Exercise description >> Extend the blog post below, which concerns a reinforcement learning agent for cryptocurrency trading, by continuing from its final line.

Page >>
I could potentially use this approach with lots of different input data, as long as they have some correlation to crypto prices and therefore some predictive power. Anyway, time to get up to speed on using XGBoost effectively, so naturally I now have a small book on the subject, courtesy of machinelearningmastery, as usual with ML books. I’m sure I play a significant part in keeping the ML publishing industry afloat.

State

I did some reading on the use of dropout layers in RL Agents, and the general consensus is that it’s not such a good idea. So I removed them and ran the study again for 5000 episodes this time just to check for some kind of convergence to a reasonably stable result, but no luck.

This shouldn’t be too surprising really. If significant results could be extracted from a few lagged returns and a few returns over longer time periods then everyone would be doing it. My agent needs more intelligence, in the sense of information. Before I spend much time tuning the algorithm I need to ensure that there is some meaningful information to extract.

So, time to go back to working on input features, aka state. Apart from data such as other markets and sentiment, I must explore the possibility of using the output of other models as inputs to this one. One possibility is to use an unsupervised learning model to identify different clusters of trading conditions, and use this as input to my RL agent. I even have a course on the use of Unsupervised Learning in Trading. Perhaps it’s time to review it. Would this be a case of ensemble learning? Probably would.

First Pass

This plot shows the A2C algorithm with my largest dataset, aprox 6 years of hourly data for ETHUSDT. If my logic is correct then the rewards are the 30 day returns, so maybe 5% per month, not too shabby. Of course very variable, and probably some overfitting as each 100 episodes runs through the entire dataset a couple of times. Anyway, something to work on.

A dropout layer in each network, with modest drop0ut setting (0.2) has smoothed things out a lot. And done away with the optimism. I’m hoping that some other, more diverse, inputs will improve matters.

Overfitting?

Data lines >>
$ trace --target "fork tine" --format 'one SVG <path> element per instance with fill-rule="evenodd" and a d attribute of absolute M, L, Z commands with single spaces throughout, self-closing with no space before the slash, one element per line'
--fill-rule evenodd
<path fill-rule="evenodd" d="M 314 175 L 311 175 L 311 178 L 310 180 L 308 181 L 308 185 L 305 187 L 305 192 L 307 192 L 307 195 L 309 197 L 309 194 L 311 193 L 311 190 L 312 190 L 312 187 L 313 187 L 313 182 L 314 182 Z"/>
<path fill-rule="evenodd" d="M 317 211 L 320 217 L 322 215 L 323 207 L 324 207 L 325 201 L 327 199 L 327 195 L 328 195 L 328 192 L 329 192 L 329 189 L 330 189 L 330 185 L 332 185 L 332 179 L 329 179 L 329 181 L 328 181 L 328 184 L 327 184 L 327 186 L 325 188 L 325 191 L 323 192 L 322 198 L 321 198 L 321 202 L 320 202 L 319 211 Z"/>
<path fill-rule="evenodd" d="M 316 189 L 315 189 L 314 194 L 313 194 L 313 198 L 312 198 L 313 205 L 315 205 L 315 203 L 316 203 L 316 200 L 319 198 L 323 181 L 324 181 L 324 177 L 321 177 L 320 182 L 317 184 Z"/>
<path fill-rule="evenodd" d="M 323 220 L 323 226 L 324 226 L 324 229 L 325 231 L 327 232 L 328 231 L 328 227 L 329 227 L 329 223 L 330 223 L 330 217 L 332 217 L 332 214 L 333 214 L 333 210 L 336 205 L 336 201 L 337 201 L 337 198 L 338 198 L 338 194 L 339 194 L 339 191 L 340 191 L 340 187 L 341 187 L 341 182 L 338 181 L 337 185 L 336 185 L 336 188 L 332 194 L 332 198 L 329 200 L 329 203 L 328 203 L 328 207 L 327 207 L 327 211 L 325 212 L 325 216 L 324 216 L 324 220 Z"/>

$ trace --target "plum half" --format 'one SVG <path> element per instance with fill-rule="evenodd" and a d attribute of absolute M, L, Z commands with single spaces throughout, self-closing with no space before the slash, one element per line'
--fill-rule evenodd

Answer below >>
I’ve got results similar to the above a couple of times now, where the results improve fora while and then get worse again. A search on Google suggest the most likely cause is overfitting. This would not be too surprising given that each of 50 episodes is a complete run through the data.

Suggested solutions include reducing the complexity of the network so it doesn’t learn the specifics of the data so well, and various approaches t regularization. I already have a couple of dropout layers, but I increased the percentage of one of them a bit. And also decreased the number of nodes on my layers. So I’m running it again, let’s see what happens this time. At about 3 hours per runthrough finding good values might take a while. For the chart above I also used RMSprop as the optimizer instead of Adam which I had used previously. I do get some more positive results, so that’s a good thing.

Later:

RMSprop started giving me strange results, a whole string of zero PnL. I think this has happened before with that optimizer. Anyway, back to Adam, with a slightly simpler network, and

No that’s better. Still, it looks like 50 episodes is a bit more than I need, and I’ll reduce it in future. In fact I could save a model after about 10 episodes and then explore further variations using that as a starting point, avoiding the initial training period altogether except for the first time. Perhaps I’ll try that.

Learning

I’m now using my biggest data set, approx 48,000 instances for the ETHUSDT trading pair (one hour candles) over the past six or so years. I ran through this data 20 times and the above chart shows total PnL for each run, given each trade is $100. So if I used the trained model for predictions I would just about lose my $100 by the end of the six years. At least this chart does suggest some learning is taking place. This is using a Double Q Network (or Double Deep Q Network if you prefer).

So, I’ve got a fair amount of data, I’ve got some learning happening, now to get the predictions above zero! Options are to increase the number of input features, to try different network architectures, or to try different algorithms. I’m just about at the point of implementing A2C (Advantage Actor Critic) to work with my test harness. A bit more study needed first. I think I’ll try that first, as my intuition is that it is the option that promises the most improvement.

Random Actions

Average Total PnL	-402
Standard Deviation	135

Total PnL with Random Actions (average of 10 episodes)

Time to test out different algorithms. I’ve modified my code to use a larger dataset, both in number of items and size of the state. Also I modified the agent’s policy to always pick a random action, so the current HoldProcessor, described in the previous post, doesn’t actually do anything. I also ran the agent’s run method 10 times to get an average result (total reward, which is percentage profit or loss). I’m considering this a baseline upon which to improve.

The interpretation of the result is as follows: if I put $100 on every trade (when the agent received an action of 2 (buy) from the policy followed sometime later by 0 (sell), I would lose $402 over the six year period that the data represents.

Hold It!

I’ve implemented the UML Sequence diagram I described in a previous post. The Processor I used, which I’ve called HoldProcessor, decides to hold (action 1) whatever the state is. And doesn’t learn anything.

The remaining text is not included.